Aim of the task ▸ Leave the images out, and copy each of the records below exactly.

Stored records ▸
########

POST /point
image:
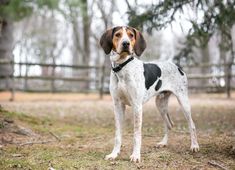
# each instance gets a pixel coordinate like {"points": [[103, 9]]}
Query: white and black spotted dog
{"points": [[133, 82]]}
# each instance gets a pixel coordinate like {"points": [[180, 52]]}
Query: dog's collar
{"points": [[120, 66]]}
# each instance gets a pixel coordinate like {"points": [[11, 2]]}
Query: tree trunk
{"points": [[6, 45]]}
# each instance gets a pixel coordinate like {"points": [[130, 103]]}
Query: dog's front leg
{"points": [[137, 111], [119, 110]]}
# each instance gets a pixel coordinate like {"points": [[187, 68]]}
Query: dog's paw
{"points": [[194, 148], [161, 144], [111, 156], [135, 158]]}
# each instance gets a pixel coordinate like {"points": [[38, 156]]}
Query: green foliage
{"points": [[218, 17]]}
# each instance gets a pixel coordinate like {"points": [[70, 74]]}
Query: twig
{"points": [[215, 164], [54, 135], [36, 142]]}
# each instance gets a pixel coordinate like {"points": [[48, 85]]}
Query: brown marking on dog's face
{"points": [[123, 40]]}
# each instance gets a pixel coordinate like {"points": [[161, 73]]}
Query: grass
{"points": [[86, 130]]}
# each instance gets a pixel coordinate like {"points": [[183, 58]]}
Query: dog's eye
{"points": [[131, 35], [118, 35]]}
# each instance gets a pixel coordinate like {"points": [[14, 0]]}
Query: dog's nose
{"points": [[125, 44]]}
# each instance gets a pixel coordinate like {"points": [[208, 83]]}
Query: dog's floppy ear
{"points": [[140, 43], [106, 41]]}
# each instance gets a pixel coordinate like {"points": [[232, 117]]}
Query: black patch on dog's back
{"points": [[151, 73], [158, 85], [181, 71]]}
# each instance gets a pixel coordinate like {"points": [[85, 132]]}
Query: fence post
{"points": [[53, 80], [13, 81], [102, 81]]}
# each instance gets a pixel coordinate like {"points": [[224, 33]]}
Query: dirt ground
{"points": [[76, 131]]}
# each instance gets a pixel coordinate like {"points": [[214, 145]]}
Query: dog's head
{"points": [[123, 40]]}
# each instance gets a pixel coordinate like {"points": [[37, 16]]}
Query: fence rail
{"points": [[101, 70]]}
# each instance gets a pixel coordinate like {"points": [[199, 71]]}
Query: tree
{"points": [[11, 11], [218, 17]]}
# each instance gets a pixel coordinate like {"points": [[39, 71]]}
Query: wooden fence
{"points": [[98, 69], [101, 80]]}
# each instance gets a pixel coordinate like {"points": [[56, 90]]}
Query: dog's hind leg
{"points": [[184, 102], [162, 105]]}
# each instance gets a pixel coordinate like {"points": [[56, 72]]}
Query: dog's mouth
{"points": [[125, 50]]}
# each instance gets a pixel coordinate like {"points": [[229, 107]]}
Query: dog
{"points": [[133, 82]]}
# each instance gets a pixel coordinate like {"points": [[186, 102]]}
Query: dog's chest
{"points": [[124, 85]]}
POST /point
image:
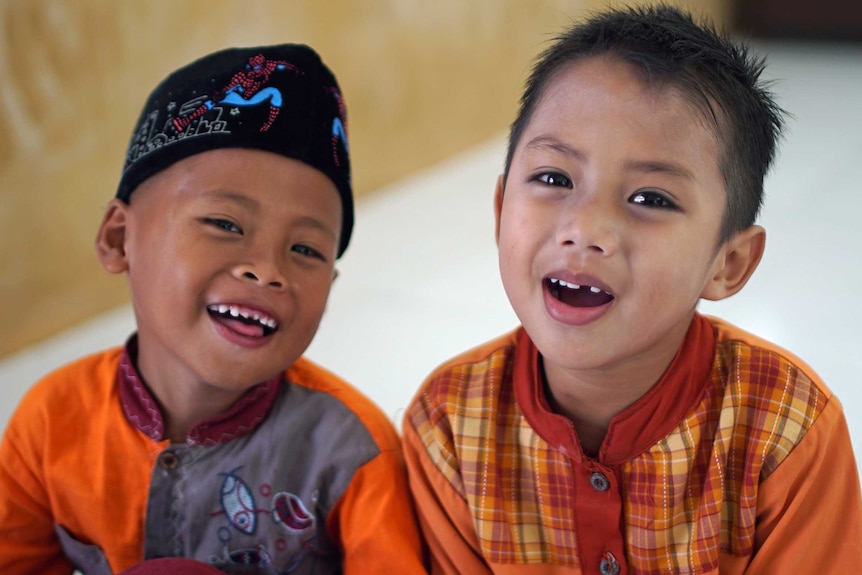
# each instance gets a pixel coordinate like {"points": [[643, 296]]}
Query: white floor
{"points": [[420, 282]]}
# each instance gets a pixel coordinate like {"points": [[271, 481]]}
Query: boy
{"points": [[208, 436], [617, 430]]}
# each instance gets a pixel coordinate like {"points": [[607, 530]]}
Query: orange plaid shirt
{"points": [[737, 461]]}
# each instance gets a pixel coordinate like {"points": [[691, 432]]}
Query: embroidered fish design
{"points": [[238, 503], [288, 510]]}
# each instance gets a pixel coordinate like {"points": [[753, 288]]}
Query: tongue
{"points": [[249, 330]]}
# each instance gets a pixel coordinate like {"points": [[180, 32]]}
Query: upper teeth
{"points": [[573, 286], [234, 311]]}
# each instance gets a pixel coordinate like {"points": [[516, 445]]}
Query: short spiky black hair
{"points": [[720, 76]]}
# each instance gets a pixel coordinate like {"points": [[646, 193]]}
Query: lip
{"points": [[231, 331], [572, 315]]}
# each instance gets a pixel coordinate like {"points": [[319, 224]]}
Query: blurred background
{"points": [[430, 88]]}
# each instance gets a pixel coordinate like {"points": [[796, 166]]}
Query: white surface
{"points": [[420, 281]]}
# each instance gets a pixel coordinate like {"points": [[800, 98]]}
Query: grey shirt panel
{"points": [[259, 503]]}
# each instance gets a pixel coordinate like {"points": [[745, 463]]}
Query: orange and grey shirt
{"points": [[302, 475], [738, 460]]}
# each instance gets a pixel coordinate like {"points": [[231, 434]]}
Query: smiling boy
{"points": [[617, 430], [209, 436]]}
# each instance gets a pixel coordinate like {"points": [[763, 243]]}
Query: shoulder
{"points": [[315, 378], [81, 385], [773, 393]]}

########

Exercise response ▸
POST /point
image:
# each instance gets a pixel coordinate like {"points": [[103, 9]]}
Query: white and black spotted dog
{"points": [[133, 82]]}
# each instance gets a pixel coordinate like {"points": [[180, 52]]}
Query: dog's collar
{"points": [[120, 66]]}
# each instance gets a pixel coordinate like {"points": [[11, 2]]}
Query: tree trunk
{"points": [[6, 45]]}
# each instance gets a pixel coordinate like {"points": [[130, 103]]}
Query: dog's front leg
{"points": [[137, 111], [119, 110]]}
# each instance gets a pixel coordinate like {"points": [[187, 68]]}
Query: dog's paw
{"points": [[194, 148], [161, 144], [111, 156], [135, 158]]}
# each instance gets a pixel coordinate like {"points": [[38, 156]]}
Query: green foliage
{"points": [[218, 17]]}
# each instance gets a pixel coordinate like {"points": [[70, 74]]}
Query: twig
{"points": [[215, 164], [54, 135], [36, 142]]}
# each instance gets a pixel coordinate like {"points": [[48, 85]]}
Query: brown marking on dog's face
{"points": [[123, 40]]}
# each instance gets a pixel coordinate like {"points": [[161, 73]]}
Query: grass
{"points": [[86, 130]]}
# each instance gets a pixel coordinate like {"points": [[183, 58]]}
Query: dog's eye
{"points": [[131, 35], [118, 35]]}
# each instance gets a pixel coordinate like {"points": [[14, 0]]}
Query: dog's nose
{"points": [[125, 44]]}
# each instance gets a pixel coordinate like {"points": [[208, 83]]}
Query: dog's floppy ear
{"points": [[140, 43], [106, 41]]}
# each instance gets a pixel coordinate like {"points": [[232, 117]]}
Query: black patch on dog's back
{"points": [[151, 73], [158, 85], [181, 71]]}
# each instance gets a pixel coordinate like {"points": [[85, 132]]}
Query: fence post
{"points": [[53, 80], [13, 81], [102, 81]]}
# each instance gets a pixel coordinate like {"points": [[224, 33]]}
Query: dirt ground
{"points": [[76, 131]]}
# each instance gets a pixel coordinate like {"points": [[214, 145]]}
Query: dog's head
{"points": [[123, 40]]}
# each instance gets a pixel coordinate like {"points": [[37, 16]]}
Query: fence rail
{"points": [[101, 70]]}
# each instance gets a pixel coordinate like {"points": [[199, 71]]}
Query: tree
{"points": [[11, 11], [218, 17]]}
# each instance gets a pixel coordinate like {"points": [[39, 71]]}
Query: wooden fence
{"points": [[98, 69], [101, 80]]}
# each instance gets a pixel coordinate like {"points": [[56, 90]]}
Query: dog's hind leg
{"points": [[184, 102], [162, 105]]}
# each instance gets a pixel coordinate like {"points": [[56, 72]]}
Query: dog's mouth
{"points": [[125, 50]]}
# each instance gets a pixel coordinate like {"points": [[229, 107]]}
Query: dog
{"points": [[133, 82]]}
# each instance gets a pixel coordinate like {"points": [[186, 102]]}
Query: dog's chest
{"points": [[124, 85]]}
POST /point
image:
# each instance gets a pixel coordinate like {"points": [[643, 296]]}
Query: white floor
{"points": [[420, 282]]}
# each instance gets a pixel coordinate like {"points": [[271, 481]]}
Query: boy
{"points": [[208, 436], [617, 430]]}
# each instance gets a pixel coordinate like {"points": [[607, 530]]}
Query: orange plaid shirt
{"points": [[737, 461]]}
# each instance gets a pixel coordinate like {"points": [[691, 432]]}
Query: embroidered fish design
{"points": [[238, 503], [288, 510]]}
# each instance gets a pixel coordinate like {"points": [[753, 288]]}
Query: tongue
{"points": [[249, 330]]}
# each instance gets a pixel coordinate like {"points": [[180, 32]]}
Query: upper teeth
{"points": [[573, 286], [234, 311]]}
# each instance gets a pixel coordinate like {"points": [[516, 445]]}
Query: short spiky black hair
{"points": [[720, 76]]}
# each instance gets a pixel coordinate like {"points": [[646, 193]]}
Query: lip
{"points": [[231, 331], [572, 315]]}
# each instance gets a pixel coordinate like {"points": [[319, 224]]}
Query: blurred background
{"points": [[430, 88]]}
# each instance gets a pixel coordinate like {"points": [[796, 166]]}
Query: white surface
{"points": [[420, 281]]}
# each instance gets a pixel coordinate like {"points": [[800, 98]]}
Query: grey shirt panel
{"points": [[259, 503]]}
# each instance gets a pixel coordinate like {"points": [[745, 463]]}
Query: orange and grey shirt
{"points": [[302, 475], [738, 460]]}
# each instance gets a pixel coordinate like {"points": [[231, 434]]}
Query: smiling boy
{"points": [[617, 430], [209, 436]]}
# each instance gets a pixel coordinate like {"points": [[763, 243]]}
Query: shoulder
{"points": [[315, 378], [81, 385], [773, 393]]}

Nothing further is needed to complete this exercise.